Which lines of the records below contain the word "instance"? Copy each of them out.

--- START ---

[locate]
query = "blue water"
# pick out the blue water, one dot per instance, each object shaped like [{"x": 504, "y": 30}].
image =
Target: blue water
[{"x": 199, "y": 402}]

--- END ---
--- START ---

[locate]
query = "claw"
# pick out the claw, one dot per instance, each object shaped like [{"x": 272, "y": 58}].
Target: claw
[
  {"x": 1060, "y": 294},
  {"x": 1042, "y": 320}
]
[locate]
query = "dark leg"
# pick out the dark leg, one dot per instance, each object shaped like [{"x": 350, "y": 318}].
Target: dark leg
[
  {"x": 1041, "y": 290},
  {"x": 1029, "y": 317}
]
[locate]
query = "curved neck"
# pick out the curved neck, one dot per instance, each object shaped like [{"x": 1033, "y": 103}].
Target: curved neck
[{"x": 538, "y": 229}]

--- END ---
--- START ---

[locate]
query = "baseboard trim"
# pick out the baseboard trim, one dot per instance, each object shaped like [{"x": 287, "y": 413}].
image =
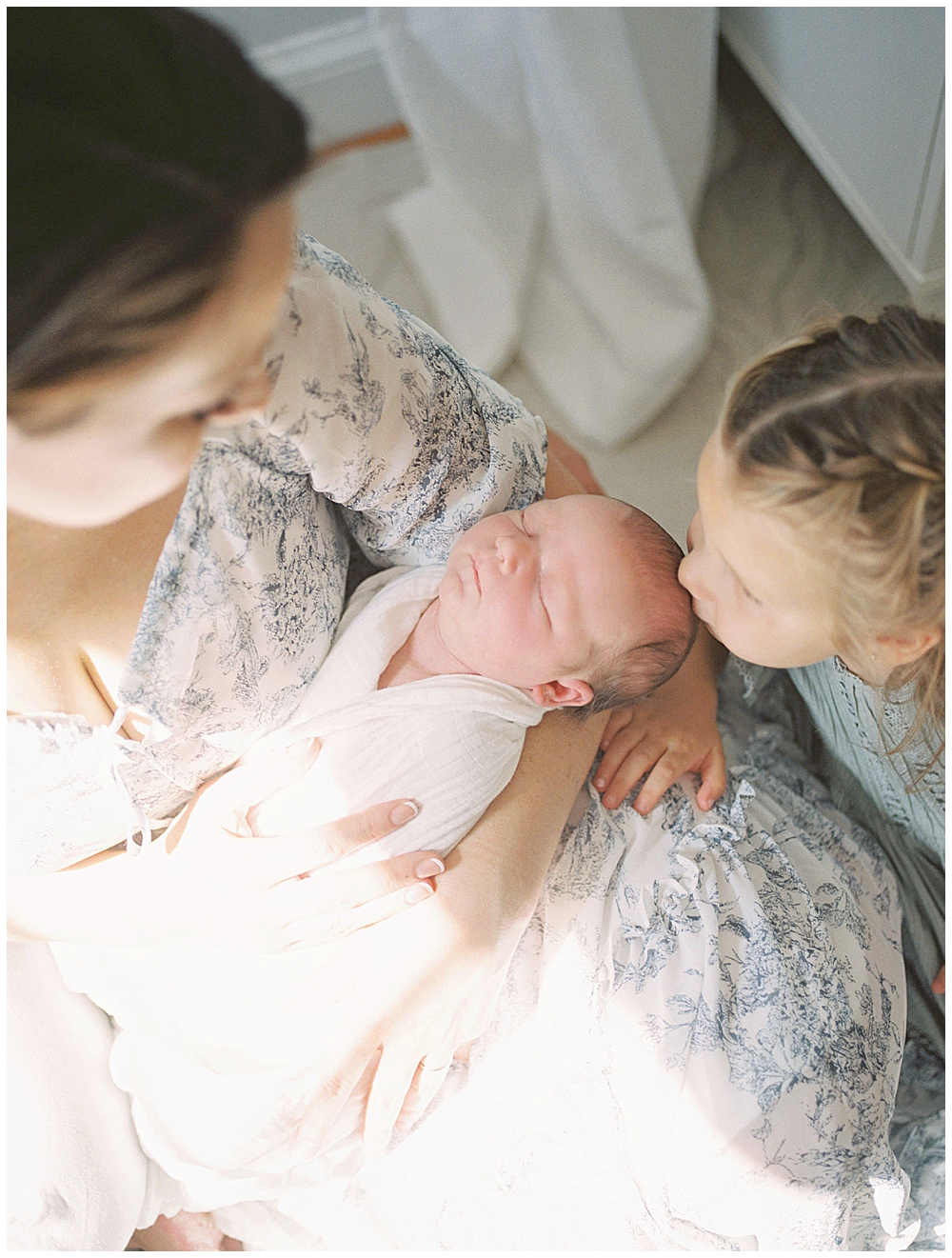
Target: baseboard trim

--- END ---

• [Solution to the problem]
# pick out the blue water, one dot per instance, each object shaped like [{"x": 504, "y": 30}].
# pick out the claw, one dot per instance, each object shaped like [{"x": 272, "y": 58}].
# pick out the dark leg, one dot per instance, each object shaped like [{"x": 350, "y": 318}].
# pick out the curved neck, one dot per instance, each object shaped like [{"x": 1033, "y": 103}].
# pick out the baseboard trim, one dot per instance, each object shaped like [{"x": 287, "y": 413}].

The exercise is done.